- _YOUR TASK_:
Rewrite the lines of the listing below as a numbered list, leaving out any blank lines. Begin at the first line of the listing and stop after the line that contains "Give the mask of the turtleneck".

- _EXCERPTED DATA_:
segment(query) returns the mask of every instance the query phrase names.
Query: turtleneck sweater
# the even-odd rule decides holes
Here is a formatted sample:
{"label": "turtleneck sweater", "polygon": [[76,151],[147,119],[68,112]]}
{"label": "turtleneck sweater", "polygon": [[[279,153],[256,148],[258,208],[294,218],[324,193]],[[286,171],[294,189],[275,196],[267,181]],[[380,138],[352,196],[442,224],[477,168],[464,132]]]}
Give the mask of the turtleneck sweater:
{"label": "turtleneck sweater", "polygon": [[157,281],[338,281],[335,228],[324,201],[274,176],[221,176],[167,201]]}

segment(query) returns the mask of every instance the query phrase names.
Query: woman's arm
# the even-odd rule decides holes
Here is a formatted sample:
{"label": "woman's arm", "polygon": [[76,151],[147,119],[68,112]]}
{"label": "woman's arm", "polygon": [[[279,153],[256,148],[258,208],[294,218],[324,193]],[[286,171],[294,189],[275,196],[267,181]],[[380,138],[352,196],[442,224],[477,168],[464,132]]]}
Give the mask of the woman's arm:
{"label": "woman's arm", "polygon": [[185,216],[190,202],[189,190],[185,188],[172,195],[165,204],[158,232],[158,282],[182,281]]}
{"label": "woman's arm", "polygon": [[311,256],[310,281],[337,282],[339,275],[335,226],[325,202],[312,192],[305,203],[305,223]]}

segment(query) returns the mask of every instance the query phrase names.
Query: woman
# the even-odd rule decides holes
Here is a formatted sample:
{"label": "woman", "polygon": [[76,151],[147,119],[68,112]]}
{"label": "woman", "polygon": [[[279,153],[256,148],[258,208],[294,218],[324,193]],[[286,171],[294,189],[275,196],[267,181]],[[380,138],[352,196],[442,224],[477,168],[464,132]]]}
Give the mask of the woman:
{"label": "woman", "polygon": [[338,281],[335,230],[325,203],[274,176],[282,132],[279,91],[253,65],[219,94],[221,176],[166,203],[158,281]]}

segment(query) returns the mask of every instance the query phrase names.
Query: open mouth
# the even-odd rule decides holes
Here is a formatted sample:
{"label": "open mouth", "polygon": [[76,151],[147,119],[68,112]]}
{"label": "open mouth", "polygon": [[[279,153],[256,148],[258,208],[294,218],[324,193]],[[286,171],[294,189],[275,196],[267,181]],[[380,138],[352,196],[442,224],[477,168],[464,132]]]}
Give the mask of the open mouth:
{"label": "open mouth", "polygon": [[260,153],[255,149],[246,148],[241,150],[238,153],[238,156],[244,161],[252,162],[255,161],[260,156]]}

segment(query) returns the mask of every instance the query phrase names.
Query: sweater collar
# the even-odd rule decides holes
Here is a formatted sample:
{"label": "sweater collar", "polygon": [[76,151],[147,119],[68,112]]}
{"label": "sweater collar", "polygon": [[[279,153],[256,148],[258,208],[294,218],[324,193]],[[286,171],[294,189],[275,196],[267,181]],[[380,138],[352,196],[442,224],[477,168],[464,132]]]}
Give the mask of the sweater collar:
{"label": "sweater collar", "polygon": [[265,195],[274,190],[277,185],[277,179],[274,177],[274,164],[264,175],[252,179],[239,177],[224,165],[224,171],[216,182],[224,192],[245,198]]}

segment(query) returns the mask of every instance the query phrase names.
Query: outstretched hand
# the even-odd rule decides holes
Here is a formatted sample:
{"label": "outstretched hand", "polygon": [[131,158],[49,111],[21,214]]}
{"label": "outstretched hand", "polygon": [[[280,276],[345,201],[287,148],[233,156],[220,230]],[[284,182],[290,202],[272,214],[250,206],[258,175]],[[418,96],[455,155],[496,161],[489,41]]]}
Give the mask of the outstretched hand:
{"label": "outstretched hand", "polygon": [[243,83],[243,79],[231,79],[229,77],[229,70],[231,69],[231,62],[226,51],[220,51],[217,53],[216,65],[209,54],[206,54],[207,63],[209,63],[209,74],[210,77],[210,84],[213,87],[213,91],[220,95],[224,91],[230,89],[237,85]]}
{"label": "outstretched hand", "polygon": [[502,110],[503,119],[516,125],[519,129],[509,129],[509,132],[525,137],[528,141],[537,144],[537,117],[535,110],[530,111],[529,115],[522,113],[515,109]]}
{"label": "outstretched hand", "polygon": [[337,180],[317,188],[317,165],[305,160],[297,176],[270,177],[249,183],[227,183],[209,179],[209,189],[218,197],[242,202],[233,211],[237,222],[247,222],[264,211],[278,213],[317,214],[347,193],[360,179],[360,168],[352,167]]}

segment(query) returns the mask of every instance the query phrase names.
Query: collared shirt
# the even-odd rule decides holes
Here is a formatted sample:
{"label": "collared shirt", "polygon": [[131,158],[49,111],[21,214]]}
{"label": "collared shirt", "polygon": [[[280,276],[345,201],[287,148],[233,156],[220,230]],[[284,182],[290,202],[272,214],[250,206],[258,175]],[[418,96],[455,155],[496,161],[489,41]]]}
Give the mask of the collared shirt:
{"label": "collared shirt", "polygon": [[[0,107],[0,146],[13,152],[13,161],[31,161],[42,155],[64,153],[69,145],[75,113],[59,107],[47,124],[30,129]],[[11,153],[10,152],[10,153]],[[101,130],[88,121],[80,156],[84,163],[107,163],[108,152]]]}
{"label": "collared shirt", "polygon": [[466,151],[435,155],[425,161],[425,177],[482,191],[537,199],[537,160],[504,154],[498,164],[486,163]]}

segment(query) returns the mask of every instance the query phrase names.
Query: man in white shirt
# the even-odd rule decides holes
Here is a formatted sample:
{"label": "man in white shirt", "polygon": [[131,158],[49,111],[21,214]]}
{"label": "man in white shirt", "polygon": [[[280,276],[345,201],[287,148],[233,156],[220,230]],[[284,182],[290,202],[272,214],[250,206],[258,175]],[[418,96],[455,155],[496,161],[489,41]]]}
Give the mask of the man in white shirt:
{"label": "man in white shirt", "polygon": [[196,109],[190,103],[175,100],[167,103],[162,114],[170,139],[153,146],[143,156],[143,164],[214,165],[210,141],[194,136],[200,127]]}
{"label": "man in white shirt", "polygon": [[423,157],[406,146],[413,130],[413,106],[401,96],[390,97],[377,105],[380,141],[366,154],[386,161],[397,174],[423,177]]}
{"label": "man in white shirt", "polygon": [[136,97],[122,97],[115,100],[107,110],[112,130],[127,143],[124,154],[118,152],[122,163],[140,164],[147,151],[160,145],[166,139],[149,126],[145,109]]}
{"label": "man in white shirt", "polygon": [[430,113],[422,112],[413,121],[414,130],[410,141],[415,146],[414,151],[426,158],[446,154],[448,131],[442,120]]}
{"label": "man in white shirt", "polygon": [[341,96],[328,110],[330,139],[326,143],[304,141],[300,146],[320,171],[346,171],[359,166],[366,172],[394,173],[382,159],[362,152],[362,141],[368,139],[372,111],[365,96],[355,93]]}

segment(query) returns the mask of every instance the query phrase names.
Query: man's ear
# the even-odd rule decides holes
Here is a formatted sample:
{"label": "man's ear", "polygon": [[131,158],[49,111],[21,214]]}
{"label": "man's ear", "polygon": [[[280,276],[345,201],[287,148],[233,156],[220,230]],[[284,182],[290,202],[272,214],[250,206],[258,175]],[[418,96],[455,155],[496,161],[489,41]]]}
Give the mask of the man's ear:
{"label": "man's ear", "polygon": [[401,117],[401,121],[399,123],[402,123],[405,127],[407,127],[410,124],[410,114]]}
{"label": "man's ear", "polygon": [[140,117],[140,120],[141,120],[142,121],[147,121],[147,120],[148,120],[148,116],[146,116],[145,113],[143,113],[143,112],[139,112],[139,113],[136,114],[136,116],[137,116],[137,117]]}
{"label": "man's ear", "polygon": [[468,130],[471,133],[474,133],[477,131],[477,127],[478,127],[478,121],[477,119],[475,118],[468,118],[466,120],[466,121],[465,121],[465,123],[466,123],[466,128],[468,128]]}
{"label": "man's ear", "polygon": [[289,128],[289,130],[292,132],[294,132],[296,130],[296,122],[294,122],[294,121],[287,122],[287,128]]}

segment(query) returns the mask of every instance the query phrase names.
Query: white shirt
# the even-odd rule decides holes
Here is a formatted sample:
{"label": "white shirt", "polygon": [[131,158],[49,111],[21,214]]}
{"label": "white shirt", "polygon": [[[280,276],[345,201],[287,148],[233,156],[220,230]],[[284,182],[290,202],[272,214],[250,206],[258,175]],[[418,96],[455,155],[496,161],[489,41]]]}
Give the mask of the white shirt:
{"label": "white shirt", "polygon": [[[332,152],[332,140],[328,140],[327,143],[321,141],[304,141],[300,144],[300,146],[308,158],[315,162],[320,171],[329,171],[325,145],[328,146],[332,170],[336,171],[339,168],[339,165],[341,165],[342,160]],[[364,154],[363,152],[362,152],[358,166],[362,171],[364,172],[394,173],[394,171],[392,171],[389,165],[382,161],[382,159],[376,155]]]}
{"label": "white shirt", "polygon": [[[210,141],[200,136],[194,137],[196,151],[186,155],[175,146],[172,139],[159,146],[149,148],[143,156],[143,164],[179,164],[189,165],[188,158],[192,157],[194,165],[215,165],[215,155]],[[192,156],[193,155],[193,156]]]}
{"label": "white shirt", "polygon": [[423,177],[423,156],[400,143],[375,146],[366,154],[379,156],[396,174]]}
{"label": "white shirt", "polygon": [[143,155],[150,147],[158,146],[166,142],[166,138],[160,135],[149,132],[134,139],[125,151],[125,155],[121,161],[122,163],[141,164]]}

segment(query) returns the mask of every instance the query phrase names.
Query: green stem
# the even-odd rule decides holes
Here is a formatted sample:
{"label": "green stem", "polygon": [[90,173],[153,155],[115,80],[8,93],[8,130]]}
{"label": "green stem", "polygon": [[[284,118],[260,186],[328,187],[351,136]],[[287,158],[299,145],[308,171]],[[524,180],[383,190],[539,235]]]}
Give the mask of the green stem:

- _RESULT OF THIS EXERCISE_:
1. segment(query) returns the mask of every instance the query phrase names.
2. Query: turtleneck sweater
3. # the even-odd rule decides holes
4. Here is a formatted sample:
5. {"label": "turtleneck sweater", "polygon": [[76,151],[147,119],[68,112]]}
6. {"label": "turtleneck sweater", "polygon": [[[279,153],[256,148],[258,208],[294,218],[324,193]],[[286,171],[294,189],[275,196],[267,181]],[[380,138],[352,196],[442,224],[477,168],[464,132]]]}
7. Give the mask of the turtleneck sweater:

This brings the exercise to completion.